>>>>
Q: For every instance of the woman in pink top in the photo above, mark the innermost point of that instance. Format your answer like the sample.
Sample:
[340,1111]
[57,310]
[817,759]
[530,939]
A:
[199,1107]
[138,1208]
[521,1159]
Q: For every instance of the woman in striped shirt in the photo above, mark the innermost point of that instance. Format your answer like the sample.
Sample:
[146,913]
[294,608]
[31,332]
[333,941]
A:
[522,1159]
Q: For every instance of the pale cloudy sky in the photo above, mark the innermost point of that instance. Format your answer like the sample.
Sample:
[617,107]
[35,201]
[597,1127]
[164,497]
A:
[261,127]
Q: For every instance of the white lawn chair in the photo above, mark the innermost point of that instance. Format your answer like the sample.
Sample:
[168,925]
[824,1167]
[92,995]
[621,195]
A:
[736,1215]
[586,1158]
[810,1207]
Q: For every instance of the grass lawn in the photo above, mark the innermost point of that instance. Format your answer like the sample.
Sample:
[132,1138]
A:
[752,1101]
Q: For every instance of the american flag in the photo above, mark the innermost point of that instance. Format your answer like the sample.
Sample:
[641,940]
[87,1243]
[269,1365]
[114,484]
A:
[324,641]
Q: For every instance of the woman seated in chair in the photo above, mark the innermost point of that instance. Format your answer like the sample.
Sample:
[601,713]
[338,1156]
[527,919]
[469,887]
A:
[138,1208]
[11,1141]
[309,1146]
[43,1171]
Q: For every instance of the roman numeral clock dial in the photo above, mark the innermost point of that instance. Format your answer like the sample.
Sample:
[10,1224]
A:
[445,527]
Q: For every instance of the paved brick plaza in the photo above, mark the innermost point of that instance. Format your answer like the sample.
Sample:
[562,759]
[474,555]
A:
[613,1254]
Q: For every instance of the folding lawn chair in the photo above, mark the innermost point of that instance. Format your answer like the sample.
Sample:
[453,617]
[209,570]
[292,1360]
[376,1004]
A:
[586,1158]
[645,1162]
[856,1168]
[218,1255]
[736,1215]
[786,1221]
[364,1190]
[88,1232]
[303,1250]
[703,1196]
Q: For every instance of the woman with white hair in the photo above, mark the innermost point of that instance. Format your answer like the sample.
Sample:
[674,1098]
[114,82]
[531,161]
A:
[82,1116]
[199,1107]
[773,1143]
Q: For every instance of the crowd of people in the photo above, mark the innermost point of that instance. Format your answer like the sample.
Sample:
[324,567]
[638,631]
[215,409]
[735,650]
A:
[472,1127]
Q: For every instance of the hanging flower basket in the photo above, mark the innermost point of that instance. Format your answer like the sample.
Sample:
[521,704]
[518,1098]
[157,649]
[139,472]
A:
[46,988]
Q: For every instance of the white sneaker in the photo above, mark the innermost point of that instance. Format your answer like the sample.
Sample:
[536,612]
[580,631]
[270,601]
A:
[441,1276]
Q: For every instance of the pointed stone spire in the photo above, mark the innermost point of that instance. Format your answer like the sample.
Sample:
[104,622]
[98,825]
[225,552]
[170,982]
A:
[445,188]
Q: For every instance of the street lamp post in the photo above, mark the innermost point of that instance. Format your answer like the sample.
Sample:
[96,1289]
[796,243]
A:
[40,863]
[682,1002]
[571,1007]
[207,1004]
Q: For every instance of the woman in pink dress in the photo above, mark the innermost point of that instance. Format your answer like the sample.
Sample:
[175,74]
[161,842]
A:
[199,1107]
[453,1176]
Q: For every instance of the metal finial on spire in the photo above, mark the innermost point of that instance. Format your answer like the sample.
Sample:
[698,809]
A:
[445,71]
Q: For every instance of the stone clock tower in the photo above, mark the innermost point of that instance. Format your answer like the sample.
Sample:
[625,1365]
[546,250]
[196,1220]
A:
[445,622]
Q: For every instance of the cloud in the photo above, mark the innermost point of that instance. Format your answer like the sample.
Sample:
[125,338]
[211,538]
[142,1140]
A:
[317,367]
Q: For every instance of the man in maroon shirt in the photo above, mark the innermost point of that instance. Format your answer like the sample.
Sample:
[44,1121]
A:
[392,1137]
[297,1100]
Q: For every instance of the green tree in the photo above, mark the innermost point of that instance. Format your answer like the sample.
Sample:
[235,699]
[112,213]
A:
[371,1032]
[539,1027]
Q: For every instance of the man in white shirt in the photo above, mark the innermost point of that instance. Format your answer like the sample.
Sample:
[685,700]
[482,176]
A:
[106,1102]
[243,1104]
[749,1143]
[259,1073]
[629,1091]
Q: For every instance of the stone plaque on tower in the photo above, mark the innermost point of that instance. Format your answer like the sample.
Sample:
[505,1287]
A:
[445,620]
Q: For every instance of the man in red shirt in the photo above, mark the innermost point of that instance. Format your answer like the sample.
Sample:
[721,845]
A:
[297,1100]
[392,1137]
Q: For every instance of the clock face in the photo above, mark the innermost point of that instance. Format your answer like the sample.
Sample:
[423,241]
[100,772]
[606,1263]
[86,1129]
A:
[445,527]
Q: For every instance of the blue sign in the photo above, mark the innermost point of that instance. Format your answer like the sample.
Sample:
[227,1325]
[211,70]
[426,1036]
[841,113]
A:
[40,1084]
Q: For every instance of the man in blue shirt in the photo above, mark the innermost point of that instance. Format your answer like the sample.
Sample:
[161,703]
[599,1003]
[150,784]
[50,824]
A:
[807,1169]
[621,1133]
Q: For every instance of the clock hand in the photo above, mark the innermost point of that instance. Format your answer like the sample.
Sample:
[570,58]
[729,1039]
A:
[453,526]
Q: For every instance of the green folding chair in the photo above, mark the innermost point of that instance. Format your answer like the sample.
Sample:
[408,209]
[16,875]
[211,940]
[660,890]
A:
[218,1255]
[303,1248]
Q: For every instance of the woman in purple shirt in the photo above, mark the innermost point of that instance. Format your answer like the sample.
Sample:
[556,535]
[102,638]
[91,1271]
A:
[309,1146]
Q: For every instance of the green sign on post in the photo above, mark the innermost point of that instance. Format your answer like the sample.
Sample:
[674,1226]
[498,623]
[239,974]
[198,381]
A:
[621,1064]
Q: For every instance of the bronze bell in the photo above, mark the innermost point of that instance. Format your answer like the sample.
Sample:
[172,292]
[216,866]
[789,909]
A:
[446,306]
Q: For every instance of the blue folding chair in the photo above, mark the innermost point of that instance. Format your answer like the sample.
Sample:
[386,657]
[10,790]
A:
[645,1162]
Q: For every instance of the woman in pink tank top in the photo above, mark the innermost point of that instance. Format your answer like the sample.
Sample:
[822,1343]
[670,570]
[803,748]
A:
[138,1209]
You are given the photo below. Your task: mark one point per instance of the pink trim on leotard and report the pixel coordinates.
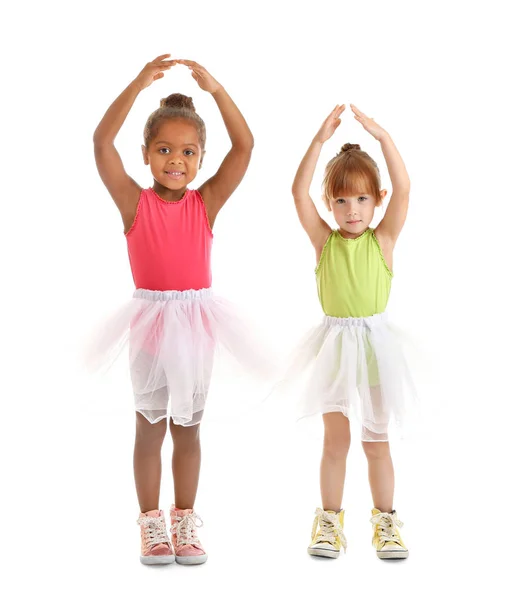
<<<<
WHAT TO DO – In the lines above, spot each one that contains the word "chair" and copy it.

OUTPUT –
Q: For every instance of the white lawn chair in the photo above, mark the innermost point of that instance. Format your answer like the sample.
Q: For every instance of the woman seated in chair in the photo above, mark the innermost point of that instance. Format your answer like the sample.
Q: For every instance of the folding lawn chair in the photo above, mark the innermost point of that instance. Format your answer like the sample.
Q: For every instance of the green folding chair in the photo above, mark the innermost point of that instance. Format your answer like the sample.
Q: For every instance of the blue folding chair in the photo above, mark the innermost point of that instance. Format your answer like the sample.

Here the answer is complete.